── Provided records ──

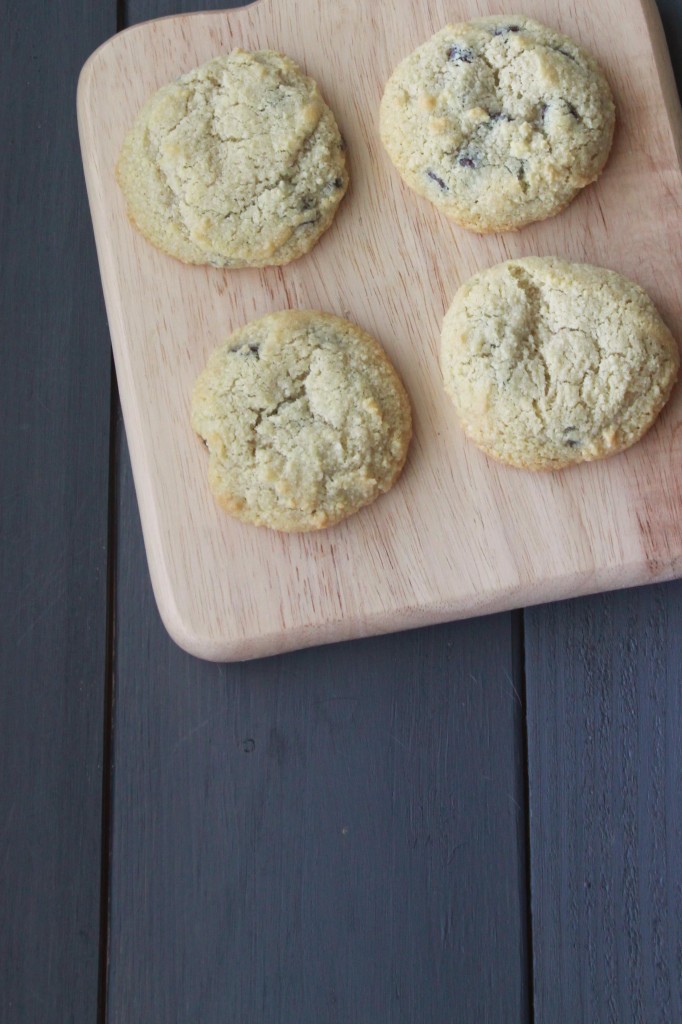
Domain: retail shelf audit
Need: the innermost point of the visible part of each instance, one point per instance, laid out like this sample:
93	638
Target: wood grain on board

───
── Provided records ──

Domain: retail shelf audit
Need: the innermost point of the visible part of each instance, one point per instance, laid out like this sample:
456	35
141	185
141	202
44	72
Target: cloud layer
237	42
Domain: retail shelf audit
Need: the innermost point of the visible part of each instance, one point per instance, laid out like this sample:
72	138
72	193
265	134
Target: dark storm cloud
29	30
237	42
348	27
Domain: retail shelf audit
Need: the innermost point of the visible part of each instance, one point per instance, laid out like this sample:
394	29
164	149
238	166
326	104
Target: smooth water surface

───

■ The problem ■
The expected answer is an exact copy of the lines above, beginning at the line with "Target: cloud layer" and ending at the line with "Target: smooth water surface", with both ends in.

■ Task response ■
Target: cloud layer
237	42
Domain: retail shelf audit
Need: the innermost point of the visible part of each instance, one point per instance, laid out like this sample:
72	138
72	193
265	134
Target: dark storm cloud
29	30
237	42
348	27
Domain: retail shelf audit
Need: the innermost point of the visible part of each instance, one point per instance, laid out like this sample:
394	29
164	149
238	166
326	104
Target: smooth water surface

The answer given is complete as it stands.